- _REQUIRED WORK_
Copy out the entire article about SICM's summer lunch program in Schenectady word for word.

- _SELECTED EXTRACT_
========================================================================

Rachel Curtis directs the summer lunch program at SICM. Explaining the need for the program in Schenectady, she said, “There’s an almost 51 percent child poverty rate here. Eighty percent of school-age children in Schenectady city schools qualify for reduced-priced lunches.” During the summer, school lunches aren’t available.
SICM’s program was “designed to step in for the school lunches,” Curtis said. Since diet significantly affects brain function, healthy summer lunches affect healthy performance in school, Curtis added. “We want kids going back to school nourished and ready to perform.”
Curtis said the state Education Department reimburses SICM for each meal served, but the program purchases other necessities — plastic utensils, tents and hairnets, to name a few — thanks to $5,000 in funding from the city of Schenectady and a $1,000 donation from The Golub Corporation.
SICM served almost 55,000 meals in 2013, averaging 1,111 per day. This year, Curtis expects to serve around 2,000 meals per day.
Still, Curtis knows some children would rather skip lunch than accept a free meal. “There can be stigmas attached to getting free food,” she said. In an effort to overcome this perception and increase participation, SICM is introducing a pilot program called Summer Lunch Plus, staffed by 18 new interns.
The program was born from the observation that SICM’s indoor locations didn’t draw the same lunchtime crowds as the outdoor sites, which included outdoor activities. Two interns — both of them childhood education majors — are putting together a curriculum of games, crafts and reading to add to the indoor scene.
Another new feature of the indoor sites may increase participation. SICM has received such large donations of books from local groups that “each day kids can leave with a free book or two,” Curtis says.
Curtis estimates that children participating in SICM’s lunch program are, on average, 10 years old. The two outdoor locations with pools — Quackenbush Park and Central Park — tend to draw more teenagers, said Curtis, but she’s still considering ways to reach out to teens. One long-term goal of hers is to foster mentoring relationships between older and younger children.

========================================================================

- _LISTED RECORDS_

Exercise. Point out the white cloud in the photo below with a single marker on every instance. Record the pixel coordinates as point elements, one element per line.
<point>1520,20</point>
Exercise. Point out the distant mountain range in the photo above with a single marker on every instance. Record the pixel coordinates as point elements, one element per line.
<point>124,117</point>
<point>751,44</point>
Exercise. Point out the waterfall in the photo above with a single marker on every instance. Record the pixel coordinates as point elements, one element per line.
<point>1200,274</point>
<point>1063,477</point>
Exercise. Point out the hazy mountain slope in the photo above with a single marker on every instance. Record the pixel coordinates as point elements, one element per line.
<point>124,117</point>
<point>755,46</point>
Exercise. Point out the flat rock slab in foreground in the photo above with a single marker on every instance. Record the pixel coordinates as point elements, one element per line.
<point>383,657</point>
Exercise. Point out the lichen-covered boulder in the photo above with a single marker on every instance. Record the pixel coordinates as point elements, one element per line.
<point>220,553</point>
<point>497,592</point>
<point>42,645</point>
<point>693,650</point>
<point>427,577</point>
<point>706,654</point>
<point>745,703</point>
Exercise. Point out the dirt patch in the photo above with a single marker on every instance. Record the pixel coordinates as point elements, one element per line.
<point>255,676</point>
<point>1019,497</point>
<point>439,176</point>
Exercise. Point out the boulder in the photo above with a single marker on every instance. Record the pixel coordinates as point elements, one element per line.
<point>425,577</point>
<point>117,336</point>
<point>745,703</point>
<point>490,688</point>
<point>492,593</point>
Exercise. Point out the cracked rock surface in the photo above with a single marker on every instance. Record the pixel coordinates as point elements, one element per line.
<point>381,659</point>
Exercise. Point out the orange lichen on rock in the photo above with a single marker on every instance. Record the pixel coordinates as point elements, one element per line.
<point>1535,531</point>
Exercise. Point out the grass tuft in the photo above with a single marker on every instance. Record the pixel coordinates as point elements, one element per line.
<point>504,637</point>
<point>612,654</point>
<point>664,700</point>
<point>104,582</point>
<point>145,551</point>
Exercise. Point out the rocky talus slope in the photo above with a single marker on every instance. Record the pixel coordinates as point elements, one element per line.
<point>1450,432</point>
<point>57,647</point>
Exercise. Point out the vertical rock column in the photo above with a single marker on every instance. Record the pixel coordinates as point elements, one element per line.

========================================================================

- _ANSWER SPACE_
Rachel Curtis directs the summer lunch program at SICM. Explaining the need for the program in Schenectady, she said, “There’s an almost 51 percent child poverty rate here. Eighty percent of school-age children in Schenectady city schools qualify for reduced-priced lunches.” During the summer, school lunches aren’t available.
SICM’s program was “designed to step in for the school lunches,” Curtis said. Since diet significantly affects brain function, healthy summer lunches affect healthy performance in school, Curtis added. “We want kids going back to school nourished and ready to perform.”
Curtis said the state Education Department reimburses SICM for each meal served, but the program purchases other necessities — plastic utensils, tents and hairnets, to name a few — thanks to $5,000 in funding from the city of Schenectady and a $1,000 donation from The Golub Corporation.
SICM served almost 55,000 meals in 2013, averaging 1,111 per day. This year, Curtis expects to serve around 2,000 meals per day.
Still, Curtis knows some children would rather skip lunch than accept a free meal. “There can be stigmas attached to getting free food,” she said. In an effort to overcome this perception and increase participation, SICM is introducing a pilot program called Summer Lunch Plus, staffed by 18 new interns.
The program was born from the observation that SICM’s indoor locations didn’t draw the same lunchtime crowds as the outdoor sites, which included outdoor activities. Two interns — both of them childhood education majors — are putting together a curriculum of games, crafts and reading to add to the indoor scene.
Another new feature of the indoor sites may increase participation. SICM has received such large donations of books from local groups that “each day kids can leave with a free book or two,” Curtis says.
Curtis estimates that children participating in SICM’s lunch program are, on average, 10 years old. The two outdoor locations with pools — Quackenbush Park and Central Park — tend to draw more teenagers, said Curtis, but she’s still considering ways to reach out to teens. One long-term goal of hers is to foster mentoring relationships between older and younger children.